Natural-language object grounding data ::
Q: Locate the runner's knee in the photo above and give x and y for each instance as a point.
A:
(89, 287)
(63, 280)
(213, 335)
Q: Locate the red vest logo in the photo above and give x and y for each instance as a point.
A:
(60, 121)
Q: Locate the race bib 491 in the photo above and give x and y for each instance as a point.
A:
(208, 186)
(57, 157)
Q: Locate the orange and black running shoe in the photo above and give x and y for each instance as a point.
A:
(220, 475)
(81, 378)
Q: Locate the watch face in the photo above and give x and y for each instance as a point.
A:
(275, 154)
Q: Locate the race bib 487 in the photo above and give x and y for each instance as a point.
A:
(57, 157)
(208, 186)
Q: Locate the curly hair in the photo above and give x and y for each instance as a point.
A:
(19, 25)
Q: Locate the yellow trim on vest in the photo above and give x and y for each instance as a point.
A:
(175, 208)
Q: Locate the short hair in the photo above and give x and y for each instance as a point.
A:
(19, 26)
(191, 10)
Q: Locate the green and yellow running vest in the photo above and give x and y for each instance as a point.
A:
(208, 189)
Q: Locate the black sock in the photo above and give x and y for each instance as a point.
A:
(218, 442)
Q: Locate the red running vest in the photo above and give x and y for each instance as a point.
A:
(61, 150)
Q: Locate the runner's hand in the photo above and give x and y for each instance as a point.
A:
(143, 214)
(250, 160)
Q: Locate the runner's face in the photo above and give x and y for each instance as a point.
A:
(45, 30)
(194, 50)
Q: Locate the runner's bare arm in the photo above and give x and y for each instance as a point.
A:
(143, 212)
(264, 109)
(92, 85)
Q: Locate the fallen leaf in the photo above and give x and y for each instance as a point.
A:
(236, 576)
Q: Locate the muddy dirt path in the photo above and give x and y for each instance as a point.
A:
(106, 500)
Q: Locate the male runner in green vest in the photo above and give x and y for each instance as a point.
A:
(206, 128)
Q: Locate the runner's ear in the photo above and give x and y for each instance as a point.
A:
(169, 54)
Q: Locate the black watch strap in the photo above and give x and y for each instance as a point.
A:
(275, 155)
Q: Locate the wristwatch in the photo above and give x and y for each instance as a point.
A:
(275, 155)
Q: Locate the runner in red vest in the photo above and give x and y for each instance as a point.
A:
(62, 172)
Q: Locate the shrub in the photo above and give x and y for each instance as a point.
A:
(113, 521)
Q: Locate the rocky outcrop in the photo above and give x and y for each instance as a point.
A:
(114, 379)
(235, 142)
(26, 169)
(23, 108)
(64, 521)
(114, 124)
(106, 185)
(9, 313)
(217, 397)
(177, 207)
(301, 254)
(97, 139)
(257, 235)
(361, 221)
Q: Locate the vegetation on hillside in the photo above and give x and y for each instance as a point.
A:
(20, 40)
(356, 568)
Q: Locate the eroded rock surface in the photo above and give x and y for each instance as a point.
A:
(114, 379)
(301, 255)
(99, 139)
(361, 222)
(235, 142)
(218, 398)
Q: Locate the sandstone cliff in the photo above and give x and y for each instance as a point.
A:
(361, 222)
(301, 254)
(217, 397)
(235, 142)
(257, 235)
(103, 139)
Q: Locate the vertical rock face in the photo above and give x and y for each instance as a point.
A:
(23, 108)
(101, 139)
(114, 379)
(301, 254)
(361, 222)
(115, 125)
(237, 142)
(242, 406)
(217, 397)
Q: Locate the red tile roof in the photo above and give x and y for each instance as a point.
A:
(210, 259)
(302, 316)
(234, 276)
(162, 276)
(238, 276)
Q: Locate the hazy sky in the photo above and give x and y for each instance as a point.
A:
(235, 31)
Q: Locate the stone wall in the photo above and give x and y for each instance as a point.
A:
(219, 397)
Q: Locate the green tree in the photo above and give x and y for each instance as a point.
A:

Task :: All of the data above needs to be given again exactly.

Result of the task ::
Q: Locate the runner's knee in the photo above and give x and y for each instance as a point.
A:
(89, 287)
(63, 280)
(213, 335)
Q: Locate the red vest logo in the photo above and give x and y for each instance as a point.
A:
(60, 121)
Q: Locate the race bib 491 in the photo above and give x and y for each instance as a point.
A:
(208, 186)
(57, 157)
Q: Locate the orange and black running shoe in the photo above and give x and y for each instance as a point.
A:
(220, 475)
(81, 378)
Q: Locate the watch face in the photo above and give x and y for each instance as a point.
A:
(275, 154)
Q: Locate the race bib 487 in the photo above and give x and y for each instance as a point.
A:
(57, 157)
(208, 186)
Q: Locate the curly hair in the photo above and give x and y for each instance as a point.
A:
(19, 25)
Q: Locate the yellow trim on vest in the photo above and give x and y for each instance as a point.
A:
(175, 208)
Q: Locate the short hair in the photo above and give x and y for each instance as a point.
A:
(19, 26)
(191, 10)
Q: Locate the green and yellow running vest in the photo above and give x and y for each instance as a point.
A:
(208, 189)
Q: Locate the black sock in the photo above and give x and y for each instance as a point.
A:
(218, 442)
Q: Locate the red running vest in the photo above and give x and y for each instance as a point.
A:
(61, 150)
Q: Locate the runner's hand in the photo above and give x and y for each instance as a point.
A:
(143, 214)
(250, 160)
Q: Locate the runner's face in the photo above and give x and y for each instance as a point.
A:
(45, 30)
(194, 50)
Q: Locate the runner's bare arm in the photo above and give x and y for each instance as a point.
A:
(143, 212)
(264, 109)
(92, 85)
Q: Locate the fallen leaf in the photo above and give x and y for each instance as a point.
A:
(236, 576)
Q: Locate the muddy dirt path in the photo above and give x and y for each instance as a point.
A:
(106, 500)
Q: Locate the male runner in green vest in the photo above and give x and y for each instance as a point.
A:
(206, 128)
Q: Locate the runner's ear in the photo above and give x and y for each instance as a point.
A:
(169, 54)
Q: Locate the black watch strap in the photo above and give x and y for each instance as a point.
A:
(275, 155)
Q: Locate the wristwatch in the photo above and give x and y for each instance as a point.
A:
(275, 155)
Q: Locate the runner in red vest in the photo above and give x and y for each instance as a point.
A:
(62, 172)
Q: Locate the shrub in the photo above and give x and y for each instance as a point.
A:
(113, 521)
Q: Locate the rocky outcrop in the photo above and give x and y for each instance as a point.
A:
(114, 379)
(235, 142)
(26, 169)
(23, 108)
(64, 521)
(114, 124)
(106, 185)
(9, 313)
(217, 397)
(177, 207)
(301, 254)
(97, 139)
(257, 235)
(361, 221)
Q: Locate the vegetation on hillside in the photo above and give x and y for each instance as a point.
A:
(20, 40)
(356, 568)
Q: Locate the eroded rock surface in the photo above and give x and y for each instance as a point.
A:
(114, 379)
(301, 255)
(99, 139)
(361, 222)
(235, 142)
(218, 398)
Q: Locate the sandstone cliff in the photo above and give x and y for each instance as a point.
A:
(361, 222)
(301, 254)
(217, 397)
(235, 142)
(257, 235)
(103, 139)
Q: Locate the vertical rock face in the photo above and give x and y for each instance as a point.
A:
(23, 108)
(101, 139)
(114, 379)
(301, 254)
(361, 222)
(115, 125)
(237, 142)
(242, 406)
(217, 397)
Q: Locate the red tile roof in the photo above and give x and y for each instance as a point.
A:
(210, 259)
(302, 316)
(234, 276)
(162, 276)
(238, 276)
Q: Locate the hazy sky in the photo above and give x and y for each instance as a point.
A:
(235, 31)
Q: Locate the stone wall in the photo above and give x and y for each instance as a point.
A:
(219, 397)
Q: Locate the green tree in the photo above and give x and y for each instance as a point.
A:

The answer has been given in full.